# [Exercise brief]
Extract the rows below, from the line containing "Objective — one dot per instance of the french" through the last line of the rows, both ends included, and reproduce them without any change.

# [Data for processing]
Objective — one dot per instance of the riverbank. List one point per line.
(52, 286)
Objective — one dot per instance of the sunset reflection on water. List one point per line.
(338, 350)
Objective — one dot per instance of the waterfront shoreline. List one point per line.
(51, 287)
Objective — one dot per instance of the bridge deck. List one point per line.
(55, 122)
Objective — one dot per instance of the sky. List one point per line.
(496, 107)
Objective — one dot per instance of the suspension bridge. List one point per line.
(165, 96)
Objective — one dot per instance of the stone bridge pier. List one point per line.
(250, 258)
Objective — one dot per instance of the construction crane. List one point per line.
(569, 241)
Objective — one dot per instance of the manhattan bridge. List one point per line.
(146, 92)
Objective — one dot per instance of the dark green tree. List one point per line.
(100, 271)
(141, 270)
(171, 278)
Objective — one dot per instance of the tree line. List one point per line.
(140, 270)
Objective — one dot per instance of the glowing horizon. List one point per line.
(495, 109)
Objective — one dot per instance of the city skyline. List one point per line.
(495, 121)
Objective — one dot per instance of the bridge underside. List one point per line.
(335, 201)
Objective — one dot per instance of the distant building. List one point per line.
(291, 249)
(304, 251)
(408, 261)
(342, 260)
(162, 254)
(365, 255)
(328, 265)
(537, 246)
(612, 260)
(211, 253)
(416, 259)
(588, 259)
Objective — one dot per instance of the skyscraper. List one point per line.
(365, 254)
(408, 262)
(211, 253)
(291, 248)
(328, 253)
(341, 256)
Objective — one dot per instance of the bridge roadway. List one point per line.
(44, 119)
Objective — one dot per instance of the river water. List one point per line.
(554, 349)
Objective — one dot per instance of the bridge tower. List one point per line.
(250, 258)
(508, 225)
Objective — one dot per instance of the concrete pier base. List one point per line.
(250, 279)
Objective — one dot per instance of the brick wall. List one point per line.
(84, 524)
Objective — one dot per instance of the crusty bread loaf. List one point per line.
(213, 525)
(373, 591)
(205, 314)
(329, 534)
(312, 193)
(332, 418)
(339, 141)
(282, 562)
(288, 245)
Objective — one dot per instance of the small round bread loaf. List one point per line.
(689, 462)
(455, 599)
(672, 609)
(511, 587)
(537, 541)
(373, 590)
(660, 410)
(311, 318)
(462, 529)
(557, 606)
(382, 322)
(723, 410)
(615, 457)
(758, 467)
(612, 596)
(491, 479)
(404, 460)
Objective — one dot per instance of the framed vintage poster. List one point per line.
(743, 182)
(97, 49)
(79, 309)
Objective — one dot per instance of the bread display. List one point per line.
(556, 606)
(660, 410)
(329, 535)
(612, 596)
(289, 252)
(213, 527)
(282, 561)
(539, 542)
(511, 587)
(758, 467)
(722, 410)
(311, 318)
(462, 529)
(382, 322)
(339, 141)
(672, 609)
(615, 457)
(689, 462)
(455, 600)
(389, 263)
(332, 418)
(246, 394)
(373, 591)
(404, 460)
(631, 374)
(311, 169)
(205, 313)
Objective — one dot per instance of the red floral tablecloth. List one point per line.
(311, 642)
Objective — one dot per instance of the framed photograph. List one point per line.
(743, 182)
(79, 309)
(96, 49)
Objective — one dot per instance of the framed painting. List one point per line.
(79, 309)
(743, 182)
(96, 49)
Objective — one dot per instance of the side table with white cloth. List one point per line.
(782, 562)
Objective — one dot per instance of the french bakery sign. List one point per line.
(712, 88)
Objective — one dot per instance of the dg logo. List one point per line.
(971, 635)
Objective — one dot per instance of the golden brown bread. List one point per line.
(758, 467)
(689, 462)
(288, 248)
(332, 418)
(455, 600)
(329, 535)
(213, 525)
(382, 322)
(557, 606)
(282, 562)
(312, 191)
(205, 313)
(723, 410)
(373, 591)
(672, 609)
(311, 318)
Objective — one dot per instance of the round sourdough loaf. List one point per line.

# [Result for this exercise]
Objective — one dot per instance of the french bakery sign. List one point per line.
(712, 88)
Objective — one dot per instance of the dg logo. List one point per line.
(971, 635)
Objective — one dot per instance of the golden brown bread. List one point per line.
(758, 467)
(689, 462)
(288, 248)
(332, 418)
(455, 600)
(329, 535)
(213, 525)
(382, 322)
(557, 606)
(282, 562)
(312, 191)
(205, 313)
(723, 410)
(373, 591)
(672, 609)
(311, 318)
Objective — one dot per instance of the round sourdough loaf. List one point per line.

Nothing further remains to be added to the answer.